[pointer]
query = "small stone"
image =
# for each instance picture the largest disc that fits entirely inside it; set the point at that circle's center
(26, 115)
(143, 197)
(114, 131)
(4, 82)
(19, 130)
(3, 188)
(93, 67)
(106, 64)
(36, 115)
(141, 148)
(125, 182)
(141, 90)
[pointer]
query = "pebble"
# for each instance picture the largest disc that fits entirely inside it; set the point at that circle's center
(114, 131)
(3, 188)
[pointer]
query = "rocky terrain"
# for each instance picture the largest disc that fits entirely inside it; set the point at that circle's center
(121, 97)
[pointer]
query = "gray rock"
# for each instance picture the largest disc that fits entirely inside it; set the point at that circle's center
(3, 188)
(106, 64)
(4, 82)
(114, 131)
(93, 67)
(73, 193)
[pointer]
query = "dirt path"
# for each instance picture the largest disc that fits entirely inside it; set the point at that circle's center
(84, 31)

————————

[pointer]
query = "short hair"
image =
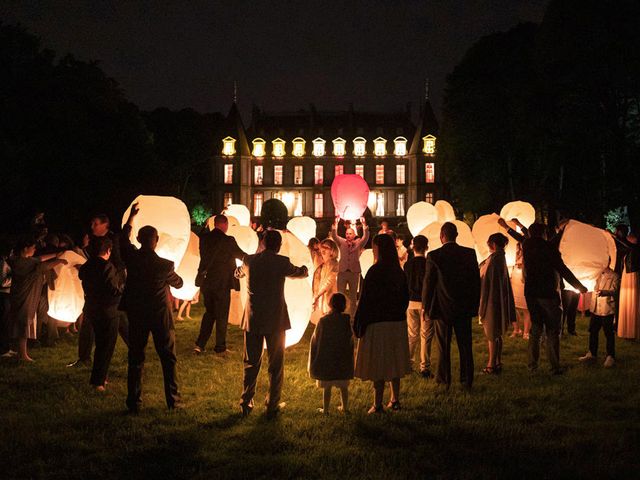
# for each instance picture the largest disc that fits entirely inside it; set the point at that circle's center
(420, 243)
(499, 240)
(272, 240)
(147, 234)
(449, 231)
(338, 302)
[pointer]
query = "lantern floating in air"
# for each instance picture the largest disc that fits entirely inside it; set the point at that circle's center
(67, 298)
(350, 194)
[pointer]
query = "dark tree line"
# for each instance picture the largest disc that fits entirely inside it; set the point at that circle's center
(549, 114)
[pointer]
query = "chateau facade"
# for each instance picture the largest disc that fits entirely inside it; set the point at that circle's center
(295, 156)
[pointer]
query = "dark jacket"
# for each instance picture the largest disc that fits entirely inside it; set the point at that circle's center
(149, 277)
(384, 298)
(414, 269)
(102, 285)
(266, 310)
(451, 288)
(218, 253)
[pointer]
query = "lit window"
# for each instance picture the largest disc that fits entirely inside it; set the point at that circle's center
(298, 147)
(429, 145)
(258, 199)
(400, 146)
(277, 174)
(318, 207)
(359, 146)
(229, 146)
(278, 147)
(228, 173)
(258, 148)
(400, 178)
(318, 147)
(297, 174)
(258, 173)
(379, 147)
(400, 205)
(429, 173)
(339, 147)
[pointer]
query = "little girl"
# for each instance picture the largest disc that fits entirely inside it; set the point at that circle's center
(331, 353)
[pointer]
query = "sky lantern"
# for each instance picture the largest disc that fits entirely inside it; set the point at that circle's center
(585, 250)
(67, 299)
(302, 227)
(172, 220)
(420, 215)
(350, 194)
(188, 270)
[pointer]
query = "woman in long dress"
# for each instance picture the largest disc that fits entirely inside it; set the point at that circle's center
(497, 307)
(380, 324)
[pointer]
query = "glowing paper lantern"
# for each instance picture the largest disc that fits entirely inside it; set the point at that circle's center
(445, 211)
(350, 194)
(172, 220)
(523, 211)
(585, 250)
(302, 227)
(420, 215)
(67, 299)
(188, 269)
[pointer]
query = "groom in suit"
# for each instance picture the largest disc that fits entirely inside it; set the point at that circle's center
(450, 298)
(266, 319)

————————

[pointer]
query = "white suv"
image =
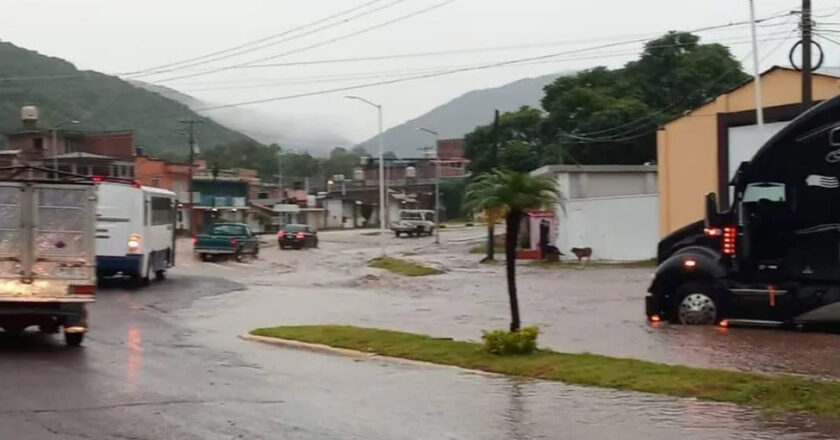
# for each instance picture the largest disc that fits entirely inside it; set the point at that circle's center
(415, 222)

————————

Exercise description — State, with no accompanying text, how many lines of the material contain the string "lantern".

Answer space — 3